++++ Article

But gold is hard to use as a form of payment? Well, not necessarily, as Zoltan Pozsar from Credit Suisse pointed out in the latest Odd Lots Podcast from Bloomberg. Theoretically, he said, Russia can just repo its gold reserves with a central bank willing to do so. So, if the Bank of Russia finds another central bank ready to hand them dollars in exchange for gold repo, Russia can get dollars.
The latest trump of Europe and the U.S. probably is to stop all energy imports from Russia, but this would be very costly for them as well. Germany would need to have finished the installments of LNG towers already, and there need to be suppliers who ramp up their deliveries. As Europe wants to speed up the green transition, there is another problem: Most renewables are produced in China. In the current economic environment, greenflation is one of the things you do not want to have, though.

++++++++
++++ Information supplied

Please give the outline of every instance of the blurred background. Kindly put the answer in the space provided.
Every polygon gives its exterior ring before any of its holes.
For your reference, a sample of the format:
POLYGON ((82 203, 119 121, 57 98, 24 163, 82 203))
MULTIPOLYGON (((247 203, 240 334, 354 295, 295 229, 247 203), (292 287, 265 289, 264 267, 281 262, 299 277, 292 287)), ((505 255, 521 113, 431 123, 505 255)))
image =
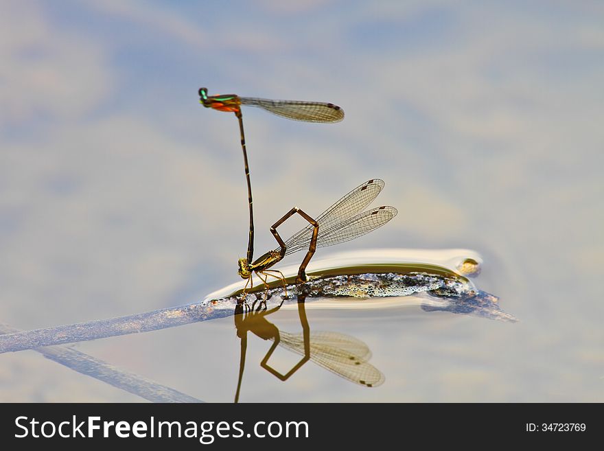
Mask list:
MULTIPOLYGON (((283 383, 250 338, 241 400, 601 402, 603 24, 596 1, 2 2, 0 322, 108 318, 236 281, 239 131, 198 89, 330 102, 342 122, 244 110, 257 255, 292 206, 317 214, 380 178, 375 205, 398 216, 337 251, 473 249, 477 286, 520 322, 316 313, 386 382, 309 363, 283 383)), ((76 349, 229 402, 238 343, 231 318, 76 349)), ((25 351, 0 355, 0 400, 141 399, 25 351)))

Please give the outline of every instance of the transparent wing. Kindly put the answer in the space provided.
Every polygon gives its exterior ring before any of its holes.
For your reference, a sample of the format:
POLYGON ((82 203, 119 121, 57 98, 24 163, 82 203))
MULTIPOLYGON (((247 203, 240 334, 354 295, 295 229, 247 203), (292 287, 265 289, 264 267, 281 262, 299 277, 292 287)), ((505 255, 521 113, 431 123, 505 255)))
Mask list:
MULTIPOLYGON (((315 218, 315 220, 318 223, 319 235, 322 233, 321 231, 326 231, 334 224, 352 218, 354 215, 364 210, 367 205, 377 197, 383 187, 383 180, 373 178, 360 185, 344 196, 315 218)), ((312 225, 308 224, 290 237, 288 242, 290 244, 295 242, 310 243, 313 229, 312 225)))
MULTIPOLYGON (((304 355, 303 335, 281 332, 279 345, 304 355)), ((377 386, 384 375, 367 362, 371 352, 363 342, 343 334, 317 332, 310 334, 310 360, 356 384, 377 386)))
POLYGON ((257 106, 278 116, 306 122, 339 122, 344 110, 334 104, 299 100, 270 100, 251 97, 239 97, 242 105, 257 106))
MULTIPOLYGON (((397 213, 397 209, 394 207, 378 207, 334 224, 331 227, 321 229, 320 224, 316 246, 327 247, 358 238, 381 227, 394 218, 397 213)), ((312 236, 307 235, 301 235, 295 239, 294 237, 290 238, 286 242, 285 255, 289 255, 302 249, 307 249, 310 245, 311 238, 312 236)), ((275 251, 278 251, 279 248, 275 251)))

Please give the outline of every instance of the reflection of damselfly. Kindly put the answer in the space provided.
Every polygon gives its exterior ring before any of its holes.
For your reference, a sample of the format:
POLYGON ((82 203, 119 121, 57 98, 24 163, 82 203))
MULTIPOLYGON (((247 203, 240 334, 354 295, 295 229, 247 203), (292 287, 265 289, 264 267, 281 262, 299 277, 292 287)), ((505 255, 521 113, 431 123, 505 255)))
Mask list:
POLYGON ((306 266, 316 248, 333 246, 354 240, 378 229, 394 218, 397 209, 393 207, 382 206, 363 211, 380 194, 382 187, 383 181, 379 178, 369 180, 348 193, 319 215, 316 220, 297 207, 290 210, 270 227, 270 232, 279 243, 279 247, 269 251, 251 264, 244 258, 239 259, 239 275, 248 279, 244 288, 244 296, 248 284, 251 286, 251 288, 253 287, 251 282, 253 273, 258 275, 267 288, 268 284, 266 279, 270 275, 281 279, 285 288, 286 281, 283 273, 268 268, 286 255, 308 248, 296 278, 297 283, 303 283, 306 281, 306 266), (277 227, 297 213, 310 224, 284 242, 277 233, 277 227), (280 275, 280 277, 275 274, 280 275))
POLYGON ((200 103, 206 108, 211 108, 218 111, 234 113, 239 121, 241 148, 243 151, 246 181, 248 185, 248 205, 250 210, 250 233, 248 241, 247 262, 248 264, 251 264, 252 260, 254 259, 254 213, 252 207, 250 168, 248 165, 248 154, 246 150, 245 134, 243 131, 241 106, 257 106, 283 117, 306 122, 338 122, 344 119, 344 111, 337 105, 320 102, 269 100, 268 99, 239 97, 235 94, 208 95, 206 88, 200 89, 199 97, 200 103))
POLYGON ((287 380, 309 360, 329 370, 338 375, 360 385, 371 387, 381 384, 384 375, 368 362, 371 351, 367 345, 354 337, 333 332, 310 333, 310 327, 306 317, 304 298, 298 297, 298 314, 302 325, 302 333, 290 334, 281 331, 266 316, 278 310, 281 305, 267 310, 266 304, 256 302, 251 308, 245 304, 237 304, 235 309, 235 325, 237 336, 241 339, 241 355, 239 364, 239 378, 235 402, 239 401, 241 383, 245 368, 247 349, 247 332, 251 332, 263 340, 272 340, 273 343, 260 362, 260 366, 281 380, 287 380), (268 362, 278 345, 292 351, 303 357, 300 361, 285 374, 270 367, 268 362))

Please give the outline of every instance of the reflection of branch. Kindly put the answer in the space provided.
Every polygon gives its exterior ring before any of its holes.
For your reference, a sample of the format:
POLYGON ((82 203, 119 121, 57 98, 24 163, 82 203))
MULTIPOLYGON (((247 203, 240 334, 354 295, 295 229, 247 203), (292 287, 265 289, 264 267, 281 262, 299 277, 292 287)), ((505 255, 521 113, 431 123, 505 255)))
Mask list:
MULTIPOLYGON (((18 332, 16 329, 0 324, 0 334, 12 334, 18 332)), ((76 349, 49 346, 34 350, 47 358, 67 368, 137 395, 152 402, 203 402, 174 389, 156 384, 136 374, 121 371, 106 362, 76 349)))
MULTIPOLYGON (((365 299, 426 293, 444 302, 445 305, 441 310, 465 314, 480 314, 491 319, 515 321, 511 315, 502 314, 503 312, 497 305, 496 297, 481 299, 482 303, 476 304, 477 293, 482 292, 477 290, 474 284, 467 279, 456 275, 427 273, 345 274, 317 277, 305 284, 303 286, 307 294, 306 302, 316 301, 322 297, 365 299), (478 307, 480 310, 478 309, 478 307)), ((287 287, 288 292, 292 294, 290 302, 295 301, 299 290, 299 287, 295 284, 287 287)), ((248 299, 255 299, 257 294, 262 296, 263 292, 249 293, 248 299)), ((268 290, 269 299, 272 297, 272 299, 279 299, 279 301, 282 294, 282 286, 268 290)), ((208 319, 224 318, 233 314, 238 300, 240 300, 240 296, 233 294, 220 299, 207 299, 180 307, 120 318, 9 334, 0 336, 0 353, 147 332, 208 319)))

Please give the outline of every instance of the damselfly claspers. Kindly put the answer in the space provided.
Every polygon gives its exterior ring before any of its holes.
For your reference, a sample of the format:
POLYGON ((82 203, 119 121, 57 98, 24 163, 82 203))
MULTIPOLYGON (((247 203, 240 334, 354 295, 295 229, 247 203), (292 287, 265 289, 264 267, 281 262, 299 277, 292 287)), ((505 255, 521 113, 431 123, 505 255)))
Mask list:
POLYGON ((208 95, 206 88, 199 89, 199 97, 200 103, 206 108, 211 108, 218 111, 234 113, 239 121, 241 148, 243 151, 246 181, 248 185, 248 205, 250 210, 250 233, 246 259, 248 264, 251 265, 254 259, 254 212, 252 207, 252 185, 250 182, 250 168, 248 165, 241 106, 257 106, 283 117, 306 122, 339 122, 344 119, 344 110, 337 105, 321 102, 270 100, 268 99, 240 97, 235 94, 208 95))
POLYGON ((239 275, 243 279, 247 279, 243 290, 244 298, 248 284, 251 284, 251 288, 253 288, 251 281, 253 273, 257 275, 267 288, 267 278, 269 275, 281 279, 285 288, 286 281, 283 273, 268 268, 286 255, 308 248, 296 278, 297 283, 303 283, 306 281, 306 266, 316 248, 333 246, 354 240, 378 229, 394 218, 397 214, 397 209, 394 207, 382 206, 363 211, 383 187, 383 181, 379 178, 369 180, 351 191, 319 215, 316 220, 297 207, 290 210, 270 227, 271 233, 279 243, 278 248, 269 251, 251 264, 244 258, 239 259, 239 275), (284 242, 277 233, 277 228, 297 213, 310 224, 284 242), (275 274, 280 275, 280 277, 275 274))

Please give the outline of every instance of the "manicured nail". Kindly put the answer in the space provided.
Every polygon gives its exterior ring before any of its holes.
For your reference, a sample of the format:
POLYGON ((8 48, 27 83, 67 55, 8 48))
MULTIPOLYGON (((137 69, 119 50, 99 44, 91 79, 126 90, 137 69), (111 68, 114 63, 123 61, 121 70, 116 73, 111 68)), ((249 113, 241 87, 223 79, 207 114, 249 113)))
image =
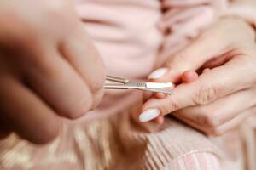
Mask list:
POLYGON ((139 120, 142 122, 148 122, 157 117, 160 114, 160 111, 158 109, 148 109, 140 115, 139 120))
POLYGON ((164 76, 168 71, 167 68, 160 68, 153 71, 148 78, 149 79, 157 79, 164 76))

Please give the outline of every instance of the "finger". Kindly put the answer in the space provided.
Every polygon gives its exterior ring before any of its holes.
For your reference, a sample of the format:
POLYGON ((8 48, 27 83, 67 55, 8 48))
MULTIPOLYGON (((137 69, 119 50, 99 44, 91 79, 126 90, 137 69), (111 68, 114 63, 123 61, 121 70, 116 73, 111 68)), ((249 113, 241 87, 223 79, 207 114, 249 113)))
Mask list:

++++++++

■ **Stated task 1**:
Answer these on the commentary about Russia's gold and energy:
(a) Who pointed out that gold is not necessarily hard to use as payment, and in which podcast?
(b) What would Germany need to have finished already if energy imports from Russia were stopped?
(c) Where are most renewables produced?
■ **Stated task 2**: Extend the commentary on Russia's gold and energy, starting after its last sentence.
The records play no part in this work.

■ **Output 1**:
(a) Zoltan Pozsar from Credit Suisse, in the latest Odd Lots Podcast from Bloomberg.
(b) The installments of LNG towers.
(c) China.

■ **Output 2**:
China and Russia already implemented an alternative to SWIFT. Do they also work on a new monetary world order? On February 28th, Russia announced that it will continue to buy physical gold on the domestic market. Nevertheless, the probability of a change in our global monetary system has risen since last week.
At the beginning of the year I had two main theses:
The economy will slow and thus long term duration bonds will rise in value. I still hold that view, despite recent inflation surprises.
The dollar will gain value against the euro throughout 2022. The trend will continue, in my opinion.
My prognosis about the conflict in Ukraine from two weeks ago was wrong, along with my thesis that Russia is used to sanctions and thus cannot be hit hard. It turned out to be a myth. That’s life on the trading floor: sometimes you are right, sometimes you are wrong.
Central bankers and politicians, according to their definition, cannot be wrong: they Live The Myth!
Have a great weekend!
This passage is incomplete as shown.